• [DOCUMENT]:
=-=-=-=-=

On the other hand, the story does offer a rich, full portrait of the man (less so of the woman) in what is now a cliched situation; and the conclusion rings true—that is, Gurov does recognize that, after a rather manipulative and brief affair, a true relationship with Anna is an entirely different thing, and not an easy one.
And then comes that last sentence. Just to say it again: “the most complicated and difficult part of it was only just beginning.”
When I read this some thirty or more years ago, as a young man, it seemed the most blindingly romantic moment in fiction, a crystalline statement of the beauty and weight of love.
Now, though, I wonder. Here is the man that Gurov was before meeting Anna: “[he] secretly considered [his wife] unintelligent, inelegant, was afraid of her, and did not like to be at home. He had begun being unfaithful to her long ago… and probably on that account, almost always spoke ill of women, and when they were talked about in his presence, used to call them the ‘lower race.’”
That is the guy who, a year later, is making a deep “realization” about the nature of love? Okay, if you say so!
Let’s face it: There’s no guarantee that Gurov will stick with Anna. He’s a lazy, philandering jerk. And he knows, as it says in the early pages of the story, that “every intimacy…inevitably grows into a regular problem of extreme intricacy, and in the long run the situation becomes unbearable.”
Yes, that’s the same guy! So when he realizes that they still have “a long, long road before them,” well, who’s to say he won’t just take the nearest exit?

=-=-=-=-=

• [DATASET ENTRIES]:
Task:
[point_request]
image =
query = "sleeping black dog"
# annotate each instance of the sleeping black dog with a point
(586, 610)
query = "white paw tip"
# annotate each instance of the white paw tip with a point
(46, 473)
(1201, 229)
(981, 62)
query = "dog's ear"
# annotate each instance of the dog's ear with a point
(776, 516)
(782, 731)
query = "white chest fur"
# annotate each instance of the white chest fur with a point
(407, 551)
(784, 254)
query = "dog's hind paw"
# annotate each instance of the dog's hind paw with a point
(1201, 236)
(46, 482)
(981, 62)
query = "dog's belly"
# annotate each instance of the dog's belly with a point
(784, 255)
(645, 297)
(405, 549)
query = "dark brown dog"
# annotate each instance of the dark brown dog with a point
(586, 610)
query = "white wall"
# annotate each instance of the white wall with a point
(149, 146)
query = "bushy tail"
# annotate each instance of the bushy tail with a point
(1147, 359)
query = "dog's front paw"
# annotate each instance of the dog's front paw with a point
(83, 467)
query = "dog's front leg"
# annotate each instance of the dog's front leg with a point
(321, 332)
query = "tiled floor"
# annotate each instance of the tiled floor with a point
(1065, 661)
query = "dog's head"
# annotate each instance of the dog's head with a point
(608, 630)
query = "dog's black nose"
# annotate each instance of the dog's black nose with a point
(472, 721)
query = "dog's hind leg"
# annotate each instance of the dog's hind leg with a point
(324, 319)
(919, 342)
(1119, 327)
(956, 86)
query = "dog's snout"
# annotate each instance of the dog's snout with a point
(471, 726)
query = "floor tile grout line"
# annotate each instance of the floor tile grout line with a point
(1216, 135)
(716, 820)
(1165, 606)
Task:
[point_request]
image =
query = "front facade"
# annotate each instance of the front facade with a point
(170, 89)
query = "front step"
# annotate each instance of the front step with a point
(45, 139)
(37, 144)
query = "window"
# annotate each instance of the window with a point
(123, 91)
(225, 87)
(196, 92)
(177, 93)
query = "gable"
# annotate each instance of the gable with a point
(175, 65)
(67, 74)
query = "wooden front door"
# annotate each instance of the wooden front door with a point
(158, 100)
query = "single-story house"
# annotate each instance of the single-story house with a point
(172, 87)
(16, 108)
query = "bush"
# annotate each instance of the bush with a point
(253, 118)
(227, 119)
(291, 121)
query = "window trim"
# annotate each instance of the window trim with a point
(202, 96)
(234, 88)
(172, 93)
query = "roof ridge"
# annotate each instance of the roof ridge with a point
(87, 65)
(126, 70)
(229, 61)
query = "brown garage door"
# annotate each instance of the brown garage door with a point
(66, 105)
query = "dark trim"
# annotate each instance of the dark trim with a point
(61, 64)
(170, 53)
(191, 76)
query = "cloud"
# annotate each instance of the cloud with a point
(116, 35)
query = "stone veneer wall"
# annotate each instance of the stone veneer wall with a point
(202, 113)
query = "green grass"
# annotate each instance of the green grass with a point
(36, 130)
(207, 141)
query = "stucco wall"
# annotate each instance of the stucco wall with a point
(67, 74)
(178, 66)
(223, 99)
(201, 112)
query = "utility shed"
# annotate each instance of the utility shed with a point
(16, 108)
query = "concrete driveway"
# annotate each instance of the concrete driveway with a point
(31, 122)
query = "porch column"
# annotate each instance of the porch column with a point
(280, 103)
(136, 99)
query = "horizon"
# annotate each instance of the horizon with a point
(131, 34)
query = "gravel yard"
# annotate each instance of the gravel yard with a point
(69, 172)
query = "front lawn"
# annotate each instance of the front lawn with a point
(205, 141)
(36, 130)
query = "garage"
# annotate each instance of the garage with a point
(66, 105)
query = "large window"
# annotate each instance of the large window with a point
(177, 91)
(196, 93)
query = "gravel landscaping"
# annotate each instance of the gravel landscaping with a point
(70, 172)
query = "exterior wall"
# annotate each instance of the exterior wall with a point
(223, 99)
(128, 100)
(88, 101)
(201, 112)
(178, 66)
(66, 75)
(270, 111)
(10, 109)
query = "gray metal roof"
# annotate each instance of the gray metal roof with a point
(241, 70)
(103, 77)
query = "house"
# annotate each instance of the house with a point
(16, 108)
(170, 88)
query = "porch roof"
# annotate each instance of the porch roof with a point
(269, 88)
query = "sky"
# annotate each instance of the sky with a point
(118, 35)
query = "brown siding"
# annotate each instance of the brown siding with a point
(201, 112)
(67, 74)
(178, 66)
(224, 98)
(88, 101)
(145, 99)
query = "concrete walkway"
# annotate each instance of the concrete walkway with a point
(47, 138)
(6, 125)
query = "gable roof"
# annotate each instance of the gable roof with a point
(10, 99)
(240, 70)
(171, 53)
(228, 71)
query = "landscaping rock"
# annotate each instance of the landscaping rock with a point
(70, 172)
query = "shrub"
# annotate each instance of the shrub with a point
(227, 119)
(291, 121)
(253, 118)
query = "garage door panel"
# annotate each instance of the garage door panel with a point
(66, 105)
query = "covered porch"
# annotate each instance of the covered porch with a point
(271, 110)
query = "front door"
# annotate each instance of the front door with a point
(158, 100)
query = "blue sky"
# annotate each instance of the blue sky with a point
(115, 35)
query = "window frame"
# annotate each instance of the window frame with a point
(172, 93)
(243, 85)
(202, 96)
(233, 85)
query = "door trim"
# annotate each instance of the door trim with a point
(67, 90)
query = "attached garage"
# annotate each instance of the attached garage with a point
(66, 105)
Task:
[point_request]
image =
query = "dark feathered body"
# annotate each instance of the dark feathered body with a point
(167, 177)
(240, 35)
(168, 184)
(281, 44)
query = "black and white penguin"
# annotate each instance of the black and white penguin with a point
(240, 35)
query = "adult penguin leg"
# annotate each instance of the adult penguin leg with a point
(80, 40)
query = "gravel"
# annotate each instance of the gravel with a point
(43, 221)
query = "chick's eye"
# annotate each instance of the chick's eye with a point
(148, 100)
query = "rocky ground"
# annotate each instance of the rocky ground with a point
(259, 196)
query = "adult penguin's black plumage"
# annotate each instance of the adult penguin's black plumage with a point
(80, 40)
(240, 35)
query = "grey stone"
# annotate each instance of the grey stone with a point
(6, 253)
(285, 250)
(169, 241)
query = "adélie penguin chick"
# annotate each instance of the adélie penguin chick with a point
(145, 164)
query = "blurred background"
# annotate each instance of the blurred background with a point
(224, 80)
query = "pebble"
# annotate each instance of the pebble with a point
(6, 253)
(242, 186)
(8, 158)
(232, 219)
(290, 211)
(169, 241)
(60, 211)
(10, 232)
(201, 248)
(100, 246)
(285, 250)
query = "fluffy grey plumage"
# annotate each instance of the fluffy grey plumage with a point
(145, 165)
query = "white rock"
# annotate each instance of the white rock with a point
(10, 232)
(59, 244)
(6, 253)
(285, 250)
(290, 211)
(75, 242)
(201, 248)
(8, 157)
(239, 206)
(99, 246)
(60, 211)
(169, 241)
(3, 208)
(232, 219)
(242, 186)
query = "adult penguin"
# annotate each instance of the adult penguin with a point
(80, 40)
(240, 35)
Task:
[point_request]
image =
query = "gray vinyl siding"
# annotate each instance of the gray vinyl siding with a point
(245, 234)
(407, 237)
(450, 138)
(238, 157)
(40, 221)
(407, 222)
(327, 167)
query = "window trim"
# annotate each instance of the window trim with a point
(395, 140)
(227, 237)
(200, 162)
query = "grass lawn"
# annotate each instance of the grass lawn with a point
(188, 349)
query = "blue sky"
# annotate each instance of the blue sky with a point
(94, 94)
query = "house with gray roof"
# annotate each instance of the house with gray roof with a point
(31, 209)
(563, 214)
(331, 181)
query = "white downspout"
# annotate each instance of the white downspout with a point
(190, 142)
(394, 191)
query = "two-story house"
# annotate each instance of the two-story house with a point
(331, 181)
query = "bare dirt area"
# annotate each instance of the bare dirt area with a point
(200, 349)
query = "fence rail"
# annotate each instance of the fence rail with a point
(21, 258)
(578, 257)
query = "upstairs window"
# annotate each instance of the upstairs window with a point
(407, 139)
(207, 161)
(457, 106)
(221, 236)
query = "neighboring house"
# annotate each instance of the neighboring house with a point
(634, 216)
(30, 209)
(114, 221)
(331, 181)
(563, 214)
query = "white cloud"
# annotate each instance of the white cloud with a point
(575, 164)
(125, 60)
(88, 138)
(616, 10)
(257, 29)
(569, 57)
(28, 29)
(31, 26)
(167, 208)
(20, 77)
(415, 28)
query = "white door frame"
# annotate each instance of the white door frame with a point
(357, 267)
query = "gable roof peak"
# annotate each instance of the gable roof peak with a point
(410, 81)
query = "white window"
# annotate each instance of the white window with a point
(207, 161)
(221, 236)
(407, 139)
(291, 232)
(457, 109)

=-=-=-=-=

• [CHALLENGES]:
1) In one to three sentences, explain why the essay on Gurov and Anna doubts that Gurov will stay with Anna.
2) Answer these questions using the essay on Gurov and Anna:
(a) How long ago did the writer first read the story?
(b) What did Gurov call women when they were talked about in his presence?
(c) How long after meeting Anna does Gurov reach his "realization" about love?
3) Duplicate the passage of the essay on Gurov and Anna starting with "That is the" and going on through "the nearest exit?".
The material above comes from a separate source.

• [OUTPUTS FOR THE TASKS]:
1) The essay points to the man Gurov was before meeting Anna. He secretly scorned his wife, had long been unfaithful, and called women the "lower race." He also believed that every intimacy grows into a problem that in the long run becomes unbearable, so the essay sees no guarantee he won't "take the nearest exit."

2)
(a) Some thirty or more years ago.
(b) The "lower race."
(c) A year later.

3)
That is the guy who, a year later, is making a deep “realization” about the nature of love? Okay, if you say so!
Let’s face it: There’s no guarantee that Gurov will stick with Anna. He’s a lazy, philandering jerk. And he knows, as it says in the early pages of the story, that “every intimacy…inevitably grows into a regular problem of extreme intricacy, and in the long run the situation becomes unbearable.”
Yes, that’s the same guy! So when he realizes that they still have “a long, long road before them,” well, who’s to say he won’t just take the nearest exit?